What you will do: In a Markdown table with the columns "Row" and "Line", put each line of the entries that follow, starting with the line containing "of the green" and continuing through the last line of the entries, with both of those lines included. Number the rows in order and leave out blank lines.

┌────────

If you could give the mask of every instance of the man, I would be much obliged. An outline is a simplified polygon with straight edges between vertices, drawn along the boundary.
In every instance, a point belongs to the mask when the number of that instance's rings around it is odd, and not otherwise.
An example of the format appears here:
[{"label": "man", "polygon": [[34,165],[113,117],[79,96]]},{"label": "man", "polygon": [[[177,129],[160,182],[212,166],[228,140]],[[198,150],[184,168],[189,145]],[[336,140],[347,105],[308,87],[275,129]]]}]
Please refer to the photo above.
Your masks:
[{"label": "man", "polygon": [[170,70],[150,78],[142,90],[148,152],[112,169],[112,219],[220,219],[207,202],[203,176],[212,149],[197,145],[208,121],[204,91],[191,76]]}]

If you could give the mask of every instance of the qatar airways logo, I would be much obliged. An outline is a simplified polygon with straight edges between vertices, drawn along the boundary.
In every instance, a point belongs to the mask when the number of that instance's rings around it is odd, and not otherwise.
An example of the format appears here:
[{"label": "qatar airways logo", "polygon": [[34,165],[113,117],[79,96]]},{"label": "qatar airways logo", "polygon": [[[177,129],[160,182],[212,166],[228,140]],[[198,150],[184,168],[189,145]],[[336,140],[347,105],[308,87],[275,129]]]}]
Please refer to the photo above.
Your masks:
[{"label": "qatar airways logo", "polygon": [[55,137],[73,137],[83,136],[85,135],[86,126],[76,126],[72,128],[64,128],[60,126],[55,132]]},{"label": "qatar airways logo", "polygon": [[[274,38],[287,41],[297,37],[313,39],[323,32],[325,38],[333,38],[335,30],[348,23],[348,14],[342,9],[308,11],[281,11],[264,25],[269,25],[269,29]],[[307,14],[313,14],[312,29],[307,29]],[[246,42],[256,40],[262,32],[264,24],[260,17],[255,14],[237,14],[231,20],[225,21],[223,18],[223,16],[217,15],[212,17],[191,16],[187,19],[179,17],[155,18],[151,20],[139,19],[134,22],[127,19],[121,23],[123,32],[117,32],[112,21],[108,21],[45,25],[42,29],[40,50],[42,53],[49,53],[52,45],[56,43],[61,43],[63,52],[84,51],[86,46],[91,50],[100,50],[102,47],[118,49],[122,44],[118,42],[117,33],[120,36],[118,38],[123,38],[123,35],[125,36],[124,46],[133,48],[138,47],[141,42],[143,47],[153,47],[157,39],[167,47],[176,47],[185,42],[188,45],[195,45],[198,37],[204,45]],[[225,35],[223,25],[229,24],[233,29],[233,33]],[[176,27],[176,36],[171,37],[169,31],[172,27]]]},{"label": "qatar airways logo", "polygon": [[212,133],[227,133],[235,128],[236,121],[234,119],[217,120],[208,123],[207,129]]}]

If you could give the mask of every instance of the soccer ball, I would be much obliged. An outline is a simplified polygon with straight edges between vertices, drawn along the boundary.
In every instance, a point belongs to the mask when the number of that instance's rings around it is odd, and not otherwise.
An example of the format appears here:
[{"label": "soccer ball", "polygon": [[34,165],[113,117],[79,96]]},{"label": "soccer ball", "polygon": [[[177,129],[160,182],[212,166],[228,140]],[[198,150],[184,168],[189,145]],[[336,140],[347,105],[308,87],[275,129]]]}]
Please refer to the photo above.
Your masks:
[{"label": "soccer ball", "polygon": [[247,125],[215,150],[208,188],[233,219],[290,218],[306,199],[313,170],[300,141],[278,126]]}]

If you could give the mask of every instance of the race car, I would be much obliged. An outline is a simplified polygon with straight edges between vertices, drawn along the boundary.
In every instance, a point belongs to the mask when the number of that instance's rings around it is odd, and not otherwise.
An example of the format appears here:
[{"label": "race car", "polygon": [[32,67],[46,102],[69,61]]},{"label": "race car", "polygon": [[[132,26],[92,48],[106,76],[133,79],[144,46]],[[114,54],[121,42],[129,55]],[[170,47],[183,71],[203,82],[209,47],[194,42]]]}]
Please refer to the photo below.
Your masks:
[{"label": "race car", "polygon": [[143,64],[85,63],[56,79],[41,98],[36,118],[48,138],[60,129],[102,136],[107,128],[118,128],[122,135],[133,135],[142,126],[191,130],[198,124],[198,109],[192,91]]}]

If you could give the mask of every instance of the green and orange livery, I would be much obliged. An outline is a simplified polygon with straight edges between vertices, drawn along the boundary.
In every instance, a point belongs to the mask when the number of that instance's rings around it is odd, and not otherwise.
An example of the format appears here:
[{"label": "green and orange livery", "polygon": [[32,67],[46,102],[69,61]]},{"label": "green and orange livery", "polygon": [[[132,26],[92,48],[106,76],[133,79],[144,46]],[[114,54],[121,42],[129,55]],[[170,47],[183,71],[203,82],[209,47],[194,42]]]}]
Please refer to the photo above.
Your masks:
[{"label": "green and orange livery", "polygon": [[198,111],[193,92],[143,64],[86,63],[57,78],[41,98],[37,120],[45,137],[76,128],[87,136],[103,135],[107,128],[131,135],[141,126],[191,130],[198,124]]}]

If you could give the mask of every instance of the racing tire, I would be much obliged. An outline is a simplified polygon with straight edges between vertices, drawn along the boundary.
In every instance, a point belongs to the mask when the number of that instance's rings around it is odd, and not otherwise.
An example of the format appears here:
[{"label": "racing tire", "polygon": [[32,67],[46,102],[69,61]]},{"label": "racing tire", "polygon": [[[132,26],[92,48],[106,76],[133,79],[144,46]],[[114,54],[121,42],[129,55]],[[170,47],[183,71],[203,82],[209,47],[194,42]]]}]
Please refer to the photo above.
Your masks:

└────────

Response for this exercise:
| Row | Line |
|---|---|
| 1 | If you could give the mask of every instance of the green and orange livery, I would be much obliged. An outline is a simplified polygon with straight edges between vertices, drawn along the boundary. |
| 2 | In every instance, a point belongs to the mask when the number of that instance's rings around it is odd, and not otherwise. |
| 3 | An example of the format appears here: |
| 4 | [{"label": "green and orange livery", "polygon": [[32,67],[46,102],[69,61]]},{"label": "green and orange livery", "polygon": [[[132,26],[92,48],[106,76],[133,79],[144,46]],[[114,54],[121,42],[129,55]],[[170,47],[183,71],[203,82],[209,47],[194,42]]]}] |
| 5 | Please refer to the photo above. |
| 6 | Your masks: |
| 7 | [{"label": "green and orange livery", "polygon": [[198,111],[193,92],[143,64],[86,63],[57,78],[41,98],[37,120],[45,137],[76,128],[87,136],[103,135],[107,128],[131,135],[141,126],[191,130],[198,124]]}] |
| 8 | If you could give the mask of every instance of the racing tire, I would be much obliged. An outline is a simplified polygon with straight edges between vertices, drawn along the boundary. |
| 9 | In every instance, a point belongs to the mask when the number of that instance's rings around it is odd, and not otherwise. |
| 10 | An example of the format appears here: |
| 11 | [{"label": "racing tire", "polygon": [[32,67],[46,102],[69,61]]},{"label": "racing tire", "polygon": [[[132,26],[92,48],[106,76],[133,79],[144,46]],[[114,54],[121,42],[129,55]],[[170,47],[183,71],[203,82],[209,47],[194,42]]]}] |
| 12 | Please refer to the photo above. |
| 13 | Your masks: |